[Saved entries]
★ ★ ★ ★ ★
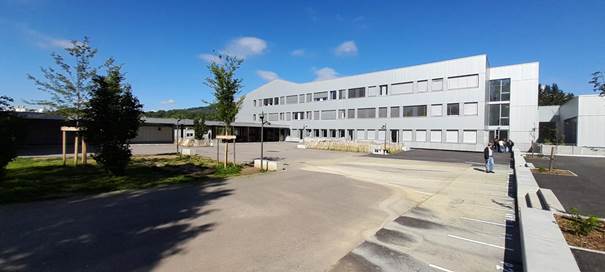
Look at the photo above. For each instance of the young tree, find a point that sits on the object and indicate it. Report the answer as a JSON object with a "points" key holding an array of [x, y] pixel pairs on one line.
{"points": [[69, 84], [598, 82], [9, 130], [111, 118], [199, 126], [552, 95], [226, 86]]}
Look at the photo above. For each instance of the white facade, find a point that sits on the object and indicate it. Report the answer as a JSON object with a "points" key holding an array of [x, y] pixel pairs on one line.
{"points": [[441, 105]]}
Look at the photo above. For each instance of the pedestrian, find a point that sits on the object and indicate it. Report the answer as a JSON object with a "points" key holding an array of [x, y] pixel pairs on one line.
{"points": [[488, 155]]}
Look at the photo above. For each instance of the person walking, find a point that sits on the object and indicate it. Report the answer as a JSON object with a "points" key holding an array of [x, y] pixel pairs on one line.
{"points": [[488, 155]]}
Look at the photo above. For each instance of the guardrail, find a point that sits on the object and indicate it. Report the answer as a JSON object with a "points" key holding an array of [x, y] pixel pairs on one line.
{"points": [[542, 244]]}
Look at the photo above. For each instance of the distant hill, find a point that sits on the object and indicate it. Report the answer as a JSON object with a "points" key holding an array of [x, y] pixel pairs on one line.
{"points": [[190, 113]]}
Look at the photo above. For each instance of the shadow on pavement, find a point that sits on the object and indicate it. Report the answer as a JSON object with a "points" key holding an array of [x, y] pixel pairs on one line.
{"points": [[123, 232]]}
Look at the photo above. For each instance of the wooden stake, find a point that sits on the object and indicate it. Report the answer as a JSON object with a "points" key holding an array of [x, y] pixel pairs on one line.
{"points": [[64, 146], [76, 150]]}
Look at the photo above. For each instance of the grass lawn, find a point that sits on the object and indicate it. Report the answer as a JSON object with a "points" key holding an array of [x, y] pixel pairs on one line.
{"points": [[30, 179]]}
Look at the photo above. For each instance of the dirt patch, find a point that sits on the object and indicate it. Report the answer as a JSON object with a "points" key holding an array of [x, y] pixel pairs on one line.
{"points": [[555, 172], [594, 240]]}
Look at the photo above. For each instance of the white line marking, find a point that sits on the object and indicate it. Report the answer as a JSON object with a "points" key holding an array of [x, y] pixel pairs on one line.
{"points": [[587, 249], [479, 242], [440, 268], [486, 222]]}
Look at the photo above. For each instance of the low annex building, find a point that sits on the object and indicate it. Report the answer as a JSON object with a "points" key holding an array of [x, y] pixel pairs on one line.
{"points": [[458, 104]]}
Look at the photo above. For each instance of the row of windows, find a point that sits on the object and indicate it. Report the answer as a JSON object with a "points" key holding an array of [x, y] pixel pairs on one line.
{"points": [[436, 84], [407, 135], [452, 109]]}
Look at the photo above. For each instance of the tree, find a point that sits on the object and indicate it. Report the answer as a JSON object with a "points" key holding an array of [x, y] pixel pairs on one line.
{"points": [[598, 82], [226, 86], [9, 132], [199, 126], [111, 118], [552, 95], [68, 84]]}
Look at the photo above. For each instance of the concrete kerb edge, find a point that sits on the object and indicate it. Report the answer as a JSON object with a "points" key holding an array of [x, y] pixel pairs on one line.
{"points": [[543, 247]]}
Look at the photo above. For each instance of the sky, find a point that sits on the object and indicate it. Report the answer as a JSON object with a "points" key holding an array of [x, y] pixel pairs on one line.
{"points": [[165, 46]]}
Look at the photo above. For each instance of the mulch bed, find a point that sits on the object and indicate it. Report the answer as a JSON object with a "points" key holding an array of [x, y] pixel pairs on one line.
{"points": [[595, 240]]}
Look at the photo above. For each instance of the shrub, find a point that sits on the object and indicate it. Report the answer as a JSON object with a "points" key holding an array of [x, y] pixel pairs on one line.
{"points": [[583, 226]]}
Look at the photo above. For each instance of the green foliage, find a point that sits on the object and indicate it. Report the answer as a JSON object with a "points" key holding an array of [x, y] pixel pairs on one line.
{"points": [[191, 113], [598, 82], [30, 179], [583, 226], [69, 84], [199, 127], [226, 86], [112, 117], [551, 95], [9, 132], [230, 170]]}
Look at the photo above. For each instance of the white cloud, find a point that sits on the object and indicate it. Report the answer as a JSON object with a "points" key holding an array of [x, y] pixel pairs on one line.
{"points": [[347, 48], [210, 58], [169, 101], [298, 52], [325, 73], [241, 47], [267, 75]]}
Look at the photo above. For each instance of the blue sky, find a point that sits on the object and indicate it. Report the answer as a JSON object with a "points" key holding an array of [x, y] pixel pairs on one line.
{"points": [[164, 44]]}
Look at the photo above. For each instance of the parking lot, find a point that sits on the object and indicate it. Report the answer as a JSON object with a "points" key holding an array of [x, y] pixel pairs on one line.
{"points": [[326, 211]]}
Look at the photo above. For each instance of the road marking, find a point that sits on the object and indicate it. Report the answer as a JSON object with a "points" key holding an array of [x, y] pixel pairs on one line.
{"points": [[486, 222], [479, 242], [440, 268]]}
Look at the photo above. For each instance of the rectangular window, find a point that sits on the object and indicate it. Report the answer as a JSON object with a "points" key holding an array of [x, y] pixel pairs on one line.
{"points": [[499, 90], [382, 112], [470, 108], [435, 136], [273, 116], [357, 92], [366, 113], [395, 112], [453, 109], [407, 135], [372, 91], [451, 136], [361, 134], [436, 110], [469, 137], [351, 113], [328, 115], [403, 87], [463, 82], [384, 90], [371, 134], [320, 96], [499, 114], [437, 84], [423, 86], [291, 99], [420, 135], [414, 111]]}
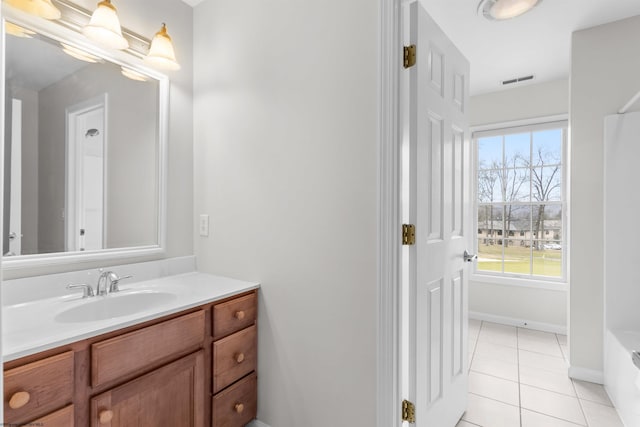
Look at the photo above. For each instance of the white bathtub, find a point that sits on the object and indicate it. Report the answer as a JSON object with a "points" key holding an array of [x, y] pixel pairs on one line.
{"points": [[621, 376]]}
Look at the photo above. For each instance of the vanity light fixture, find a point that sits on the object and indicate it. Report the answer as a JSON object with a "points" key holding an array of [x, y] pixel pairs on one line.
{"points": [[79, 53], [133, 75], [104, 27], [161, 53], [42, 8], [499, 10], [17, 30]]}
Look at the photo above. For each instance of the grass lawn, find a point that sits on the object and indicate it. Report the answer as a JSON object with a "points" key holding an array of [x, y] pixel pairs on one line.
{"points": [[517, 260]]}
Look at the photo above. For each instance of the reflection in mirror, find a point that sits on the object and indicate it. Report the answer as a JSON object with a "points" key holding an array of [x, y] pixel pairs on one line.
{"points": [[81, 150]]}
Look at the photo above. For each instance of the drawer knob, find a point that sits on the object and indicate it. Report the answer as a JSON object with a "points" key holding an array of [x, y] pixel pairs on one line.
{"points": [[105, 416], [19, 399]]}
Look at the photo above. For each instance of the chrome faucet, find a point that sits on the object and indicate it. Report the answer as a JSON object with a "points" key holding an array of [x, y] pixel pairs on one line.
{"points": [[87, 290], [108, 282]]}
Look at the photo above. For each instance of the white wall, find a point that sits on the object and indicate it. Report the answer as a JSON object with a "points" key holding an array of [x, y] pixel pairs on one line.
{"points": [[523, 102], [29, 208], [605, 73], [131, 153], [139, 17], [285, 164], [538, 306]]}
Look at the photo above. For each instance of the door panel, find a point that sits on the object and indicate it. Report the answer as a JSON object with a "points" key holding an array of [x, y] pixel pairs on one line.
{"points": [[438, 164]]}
★ ★ ★ ★ ★
# [WHAT IS BEING ASKED]
Transcribe every record above exactly as written, leaving out any pictures.

# [SOLUTION FOR THIS TASK]
Look at the photo above. For each instance of the young tree, find a point that sits on the object and indicate it. Report the answer as a JSON object with a "points" key holding an array of [x, y] pixel pairs on one line.
{"points": [[69, 84], [598, 82], [9, 130], [111, 118], [199, 126], [552, 95], [226, 86]]}
Look at the photo above. For each instance of the white facade, find a point that sits on the object and indicate it. Report the answer as a JSON object with a "points" key holding an array of [x, y] pixel pairs on one line.
{"points": [[441, 105]]}
Look at the photo above. For each instance of the pedestrian, find a point that sits on the object and indicate it. Report the answer as a JSON object with a "points" key holding an array of [x, y] pixel pairs on one line.
{"points": [[488, 155]]}
Look at the photo above. For each instance of the person walking, find a point that sits on the object and indicate it. Report the answer as a JSON object with a "points" key holding an array of [x, y] pixel pairs on one line.
{"points": [[488, 155]]}
Look at the photo above. For each instance of the guardrail, find a point that sits on the object and indicate it. Report the answer as a JSON object with a "points" key holding an array of [x, y] pixel pairs on one line.
{"points": [[542, 244]]}
Look at the photo above. For each instance of the distant hill, find a point that sits on the object and indicate it. Report the answer as a JSON object with a "points" key holding an array of [x, y] pixel pairs on one line.
{"points": [[190, 113]]}
Look at the photo above. For each instance of the shadow on pavement, find a point that sits on the object and indicate it. Report the answer as a JSON object with a "points" key holding an array of [x, y] pixel pairs on one line.
{"points": [[123, 232]]}
Look at the photo above. For each instance of the wooden stake, find a point that sits on the object and indicate it. Report the answer as a JSON object with a "points" key holding an array of [x, y] pixel pairs on one line.
{"points": [[64, 146], [76, 150]]}
Look at the photo above. For each instance of the grass lawn, find a point that sits on the object and indicate it. Report the answer as a JSON object with a "points" key holding an array of [x, y] pixel pairs on one line.
{"points": [[30, 179]]}
Look at the photo above. For each instance of the dirt patch, find a point that sits on the object and indicate it. Report the answer as a JSON object with a "points" key holding an array of [x, y] pixel pairs on one line.
{"points": [[555, 172], [594, 240]]}
Look at the photo above. For each instance of the white line marking, find a point that sits on the object and indicate it. Report the answer as a JSON object with a "points" key holding an array of [x, y] pixel pairs on one line.
{"points": [[587, 249], [479, 242], [440, 268], [486, 222]]}
Look at the photo above. For each instance of the low annex building, find a point that sits on the object and indicate it. Report the answer as a JSON object with a "points" key holding an array of [x, y] pixel pairs on one line.
{"points": [[458, 104]]}
Look at the photo above. For each instance of the row of windows, find a point that sits on the object and indicate it. Report the answer as a JSON object with a "points" key holding an array of [x, y] pixel pairs on one line.
{"points": [[436, 84], [407, 135], [452, 109]]}
Look at the photo above. For each instance of the tree, find a point that sits on the object and indicate it. Report the answer as a JSON object with a "points" key holding an array of [x, y] pixel pairs on one line.
{"points": [[598, 82], [226, 86], [9, 132], [199, 126], [111, 118], [552, 95], [68, 84]]}
Look at the photo above. For each instance of the concrete kerb edge, find a point that sits on the object and indicate it. Report the answer as a JSON object with a "points" key holding an array of [x, y] pixel pairs on one line.
{"points": [[543, 247]]}
Look at the photo above. For each instance of the sky, find a point that sits on the object and indicate it. Report the answer as a JSON object with a "points" key holding an array of [x, y] pixel pairs on one line.
{"points": [[165, 46]]}
Look at the photo above. For each instance of the mulch bed, find a point that sits on the object and indicate it. Report the answer as a JSON object with a "points" key holding an array of [x, y] pixel pairs on one line.
{"points": [[595, 240]]}
Look at the photo above. For each instance of the shrub, find a point that sits on the object and indicate it. Report the answer as a JSON object with a "points" key holding an array of [x, y] pixel pairs on one line.
{"points": [[583, 226]]}
Look at the photo above. For each instance of the green foliage, find a point that sits on the object and indicate it. Report the answer as a JSON object with a "points" key holding an array of [x, y] pixel pairs on one line.
{"points": [[191, 113], [598, 82], [30, 179], [583, 226], [69, 84], [199, 127], [226, 86], [112, 117], [551, 95], [9, 132], [230, 170]]}
Look at the photo above. For each instance of the white cloud, find a point that sits on the object and indicate it. Report the answer as a JSON object with a "points" key holding an array of [x, y] pixel pairs on one line.
{"points": [[347, 48], [210, 58], [169, 101], [298, 52], [325, 73], [241, 47], [267, 75]]}
Look at the photo above. For each instance of the blue sky, find a point that sits on the object and indicate it. Report the answer as a JSON object with a "points" key holding an array of [x, y] pixel pairs on one line.
{"points": [[164, 44]]}
Look at the photo above. For each instance of the parking lot, find a point that sits on the object and indicate it. Report the answer as a JSON object with a "points" key holding an array of [x, y] pixel pairs on one line.
{"points": [[326, 211]]}
Look at the photo above. For each instance of the road marking, find a point that sits on the object and indicate it. Report the answer as a JSON object with a "points" key holding an array of [x, y] pixel pairs on one line.
{"points": [[486, 222], [479, 242], [440, 268]]}
Look at the photo above. For each instance of the rectangular window, find a point that sits on the object and indicate it. Report the answer as a JSON object with a "points" key holding an array of [x, y] pixel pairs on one line.
{"points": [[499, 90], [382, 112], [470, 108], [435, 136], [273, 116], [357, 92], [366, 113], [395, 112], [453, 109], [407, 135], [372, 91], [451, 136], [361, 134], [436, 110], [469, 137], [351, 113], [328, 115], [403, 87], [463, 82], [384, 90], [371, 134], [320, 96], [499, 114], [437, 84], [423, 86], [291, 99], [420, 135], [414, 111]]}
Look at the photo above. For each instance of the white bathtub, find a point that sits on the object and indicate it. Report the answer as a JSON object with a "points" key holding an array of [x, y] pixel pairs on one line.
{"points": [[621, 376]]}
Look at the photo above. For each instance of the vanity light fixture, find a point that sits on the object and indicate it. Report the answer as a JSON object with a "points" key holding an array of [x, y] pixel pairs on one line.
{"points": [[79, 53], [133, 75], [104, 27], [161, 53], [42, 8], [499, 10], [17, 30]]}
Look at the photo above. For each instance of the grass lawn, find a point that sits on the object and indicate it. Report the answer as a JSON object with a "points" key holding an array of [x, y] pixel pairs on one line.
{"points": [[517, 260]]}
Look at the photo above. For each instance of the reflection in mirror, find a point that sits on the object and indicate it. Report the answer as a JSON object with a "points" key holding an array of [x, y] pixel pairs on one line.
{"points": [[81, 150]]}
Look at the photo above. For each instance of the drawer knob, find a point that sits on the object and indicate it. Report the answer as a JSON object with a "points" key holding an array of [x, y] pixel pairs on one line.
{"points": [[105, 416], [19, 399]]}
Look at the photo above. For each instance of the chrome faucet, find a point that sits on the object and indicate it. Report the answer as a JSON object with a "points" key holding an array of [x, y] pixel pairs on one line.
{"points": [[87, 290], [108, 282]]}
Look at the photo above. For each instance of the white wall, find a point that sits on the object and indicate it. Report the answer as a JSON object with a "points" key holding an array of [x, y] pixel pairs on one line.
{"points": [[523, 102], [29, 208], [605, 73], [131, 153], [139, 17], [285, 164], [538, 306]]}
Look at the photo above. For each instance of the door panel, find a point that sits on the object and indicate it. Report the answer as a JSON object with a "points" key holding an array of [x, y] pixel pairs on one line.
{"points": [[438, 164]]}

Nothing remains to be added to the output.